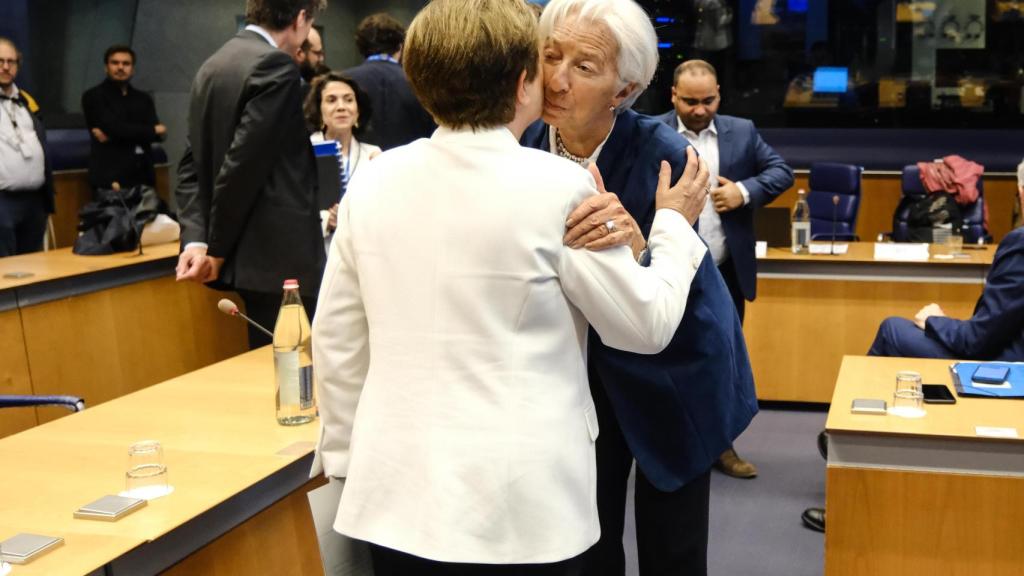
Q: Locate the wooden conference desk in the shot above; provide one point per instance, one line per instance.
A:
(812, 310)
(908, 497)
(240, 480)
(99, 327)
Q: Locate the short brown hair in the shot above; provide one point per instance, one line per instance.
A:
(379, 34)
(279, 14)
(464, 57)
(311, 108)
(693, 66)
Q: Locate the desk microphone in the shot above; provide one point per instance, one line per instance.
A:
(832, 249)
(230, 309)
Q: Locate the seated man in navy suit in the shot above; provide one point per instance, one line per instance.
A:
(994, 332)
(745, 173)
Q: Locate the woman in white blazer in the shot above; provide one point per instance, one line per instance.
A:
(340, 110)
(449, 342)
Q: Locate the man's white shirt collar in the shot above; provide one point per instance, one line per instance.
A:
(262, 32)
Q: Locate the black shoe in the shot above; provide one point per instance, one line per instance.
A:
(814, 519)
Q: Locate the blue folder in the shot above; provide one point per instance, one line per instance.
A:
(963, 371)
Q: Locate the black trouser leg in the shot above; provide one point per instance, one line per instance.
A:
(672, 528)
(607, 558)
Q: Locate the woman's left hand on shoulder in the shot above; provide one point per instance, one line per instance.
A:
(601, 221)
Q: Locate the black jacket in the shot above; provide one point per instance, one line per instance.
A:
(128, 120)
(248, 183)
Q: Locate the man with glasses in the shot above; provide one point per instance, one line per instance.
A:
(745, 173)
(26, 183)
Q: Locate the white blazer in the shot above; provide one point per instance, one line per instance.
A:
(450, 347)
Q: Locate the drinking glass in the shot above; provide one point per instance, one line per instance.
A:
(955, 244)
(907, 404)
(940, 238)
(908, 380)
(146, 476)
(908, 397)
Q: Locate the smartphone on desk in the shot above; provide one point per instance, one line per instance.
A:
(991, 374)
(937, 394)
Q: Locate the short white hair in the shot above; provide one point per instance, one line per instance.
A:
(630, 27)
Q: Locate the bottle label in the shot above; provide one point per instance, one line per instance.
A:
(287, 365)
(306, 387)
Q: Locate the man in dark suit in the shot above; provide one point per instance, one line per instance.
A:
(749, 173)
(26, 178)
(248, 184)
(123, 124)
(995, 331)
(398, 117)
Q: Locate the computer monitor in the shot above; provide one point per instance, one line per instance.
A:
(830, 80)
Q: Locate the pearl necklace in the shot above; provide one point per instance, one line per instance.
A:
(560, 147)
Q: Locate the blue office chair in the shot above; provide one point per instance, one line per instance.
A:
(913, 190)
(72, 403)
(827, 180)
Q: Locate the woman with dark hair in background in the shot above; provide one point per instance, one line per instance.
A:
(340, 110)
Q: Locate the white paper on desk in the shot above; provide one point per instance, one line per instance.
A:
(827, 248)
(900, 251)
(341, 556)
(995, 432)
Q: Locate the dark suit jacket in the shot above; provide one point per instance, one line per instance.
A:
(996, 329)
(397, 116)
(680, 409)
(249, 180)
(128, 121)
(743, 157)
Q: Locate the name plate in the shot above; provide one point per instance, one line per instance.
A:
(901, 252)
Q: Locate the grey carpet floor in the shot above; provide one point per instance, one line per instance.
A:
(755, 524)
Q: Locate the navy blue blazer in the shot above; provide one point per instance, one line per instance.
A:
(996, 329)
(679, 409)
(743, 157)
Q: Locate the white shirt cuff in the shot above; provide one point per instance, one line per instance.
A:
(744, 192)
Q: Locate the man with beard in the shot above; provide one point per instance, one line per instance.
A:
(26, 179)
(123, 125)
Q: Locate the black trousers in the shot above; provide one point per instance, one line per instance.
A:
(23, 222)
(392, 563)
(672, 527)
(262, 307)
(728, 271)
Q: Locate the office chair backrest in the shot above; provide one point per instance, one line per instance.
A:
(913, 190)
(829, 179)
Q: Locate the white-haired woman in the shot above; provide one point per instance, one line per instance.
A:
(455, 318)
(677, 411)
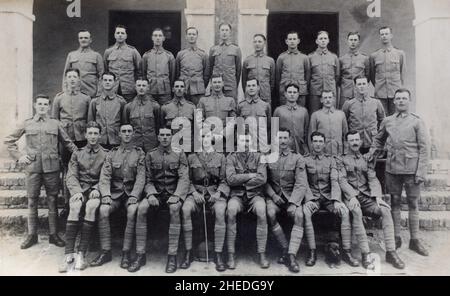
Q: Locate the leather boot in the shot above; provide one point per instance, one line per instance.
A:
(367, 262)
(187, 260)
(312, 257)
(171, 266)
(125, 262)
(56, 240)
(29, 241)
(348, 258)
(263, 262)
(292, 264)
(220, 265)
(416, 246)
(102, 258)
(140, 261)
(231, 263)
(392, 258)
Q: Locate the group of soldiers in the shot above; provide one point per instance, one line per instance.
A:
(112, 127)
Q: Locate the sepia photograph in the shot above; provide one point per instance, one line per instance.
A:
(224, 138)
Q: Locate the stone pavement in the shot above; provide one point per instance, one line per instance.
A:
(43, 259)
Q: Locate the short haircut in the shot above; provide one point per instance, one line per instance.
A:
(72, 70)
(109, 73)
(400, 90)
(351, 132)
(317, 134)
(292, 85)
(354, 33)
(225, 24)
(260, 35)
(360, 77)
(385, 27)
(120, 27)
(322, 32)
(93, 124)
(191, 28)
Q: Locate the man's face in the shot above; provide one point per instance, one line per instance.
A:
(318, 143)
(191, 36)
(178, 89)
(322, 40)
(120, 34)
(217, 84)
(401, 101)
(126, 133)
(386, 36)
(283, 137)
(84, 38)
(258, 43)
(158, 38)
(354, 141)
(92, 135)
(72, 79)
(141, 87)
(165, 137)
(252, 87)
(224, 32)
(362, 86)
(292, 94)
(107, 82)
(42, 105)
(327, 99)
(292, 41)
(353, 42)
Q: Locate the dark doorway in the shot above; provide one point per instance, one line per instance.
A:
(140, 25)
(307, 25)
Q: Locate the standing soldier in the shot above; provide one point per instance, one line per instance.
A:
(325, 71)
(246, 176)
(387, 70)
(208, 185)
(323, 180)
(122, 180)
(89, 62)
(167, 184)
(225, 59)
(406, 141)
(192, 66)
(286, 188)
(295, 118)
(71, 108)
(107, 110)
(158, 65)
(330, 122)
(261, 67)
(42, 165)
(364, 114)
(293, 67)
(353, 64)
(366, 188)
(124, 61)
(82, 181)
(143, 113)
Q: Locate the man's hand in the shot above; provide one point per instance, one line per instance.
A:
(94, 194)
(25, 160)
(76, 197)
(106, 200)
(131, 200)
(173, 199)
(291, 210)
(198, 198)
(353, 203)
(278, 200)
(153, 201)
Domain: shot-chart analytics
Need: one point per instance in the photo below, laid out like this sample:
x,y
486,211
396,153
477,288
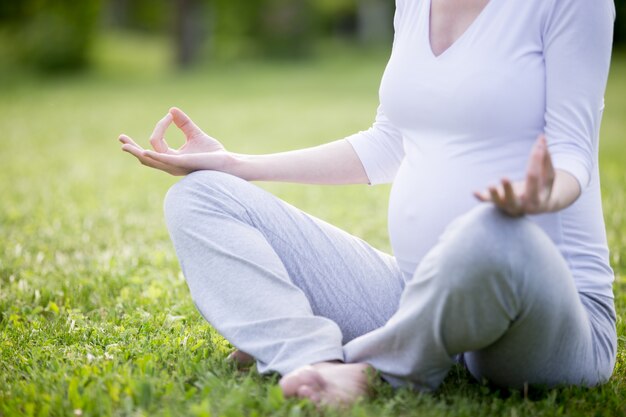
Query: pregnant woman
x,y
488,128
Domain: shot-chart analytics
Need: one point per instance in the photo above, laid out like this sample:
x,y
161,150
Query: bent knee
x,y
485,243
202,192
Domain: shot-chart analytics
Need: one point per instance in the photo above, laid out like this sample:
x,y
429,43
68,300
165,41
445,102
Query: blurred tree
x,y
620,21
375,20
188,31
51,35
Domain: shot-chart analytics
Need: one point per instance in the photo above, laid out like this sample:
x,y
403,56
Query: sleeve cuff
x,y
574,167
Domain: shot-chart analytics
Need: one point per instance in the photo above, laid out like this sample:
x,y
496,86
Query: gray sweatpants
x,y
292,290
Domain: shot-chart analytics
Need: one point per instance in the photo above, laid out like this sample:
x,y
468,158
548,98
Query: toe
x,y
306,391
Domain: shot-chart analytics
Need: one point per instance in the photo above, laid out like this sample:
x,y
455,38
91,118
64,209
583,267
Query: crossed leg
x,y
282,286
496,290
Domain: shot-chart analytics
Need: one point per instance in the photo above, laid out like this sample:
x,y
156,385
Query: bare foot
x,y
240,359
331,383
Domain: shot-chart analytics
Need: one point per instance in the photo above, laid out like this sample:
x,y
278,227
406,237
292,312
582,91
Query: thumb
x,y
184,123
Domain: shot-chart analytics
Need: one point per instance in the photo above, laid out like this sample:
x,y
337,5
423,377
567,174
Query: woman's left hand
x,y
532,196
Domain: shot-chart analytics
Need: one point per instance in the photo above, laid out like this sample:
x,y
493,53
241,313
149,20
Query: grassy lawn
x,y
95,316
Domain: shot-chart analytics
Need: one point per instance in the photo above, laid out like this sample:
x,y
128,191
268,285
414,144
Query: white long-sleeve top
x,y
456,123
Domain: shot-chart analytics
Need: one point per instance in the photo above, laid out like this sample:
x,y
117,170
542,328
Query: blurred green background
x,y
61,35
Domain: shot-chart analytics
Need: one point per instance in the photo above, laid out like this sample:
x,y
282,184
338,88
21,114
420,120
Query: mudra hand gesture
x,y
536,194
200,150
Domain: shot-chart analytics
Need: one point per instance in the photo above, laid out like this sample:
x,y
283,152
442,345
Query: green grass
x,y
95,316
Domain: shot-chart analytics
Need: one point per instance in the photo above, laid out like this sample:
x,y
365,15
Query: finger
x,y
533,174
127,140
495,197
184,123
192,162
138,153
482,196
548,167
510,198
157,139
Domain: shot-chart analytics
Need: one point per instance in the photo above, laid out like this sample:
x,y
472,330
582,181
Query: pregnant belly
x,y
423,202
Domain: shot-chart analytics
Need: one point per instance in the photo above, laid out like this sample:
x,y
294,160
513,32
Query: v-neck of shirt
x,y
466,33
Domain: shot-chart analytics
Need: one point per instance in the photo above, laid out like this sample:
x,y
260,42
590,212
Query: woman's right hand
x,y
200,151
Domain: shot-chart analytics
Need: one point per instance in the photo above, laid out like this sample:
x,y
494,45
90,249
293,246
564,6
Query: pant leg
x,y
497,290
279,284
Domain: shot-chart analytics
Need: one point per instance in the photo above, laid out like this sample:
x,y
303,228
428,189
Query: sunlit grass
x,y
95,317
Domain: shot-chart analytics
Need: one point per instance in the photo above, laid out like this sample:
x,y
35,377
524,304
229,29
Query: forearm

+-------+

## Exercise goal
Scan the data above and report each line in which "dark" is present.

## Exercise answer
Q: Locate the man in dark suit in the shot above; provide one point per instance, one line per instance.
Q: Locate the woman with dark hair in background in the shot above; provide one point per instance, one line per instance.
Q: Locate the dark suit jacket in the shot above; provide one point per instance, one line per instance.
Q: Locate the dark doorway in the shot above; provide one point per instance, one line per instance.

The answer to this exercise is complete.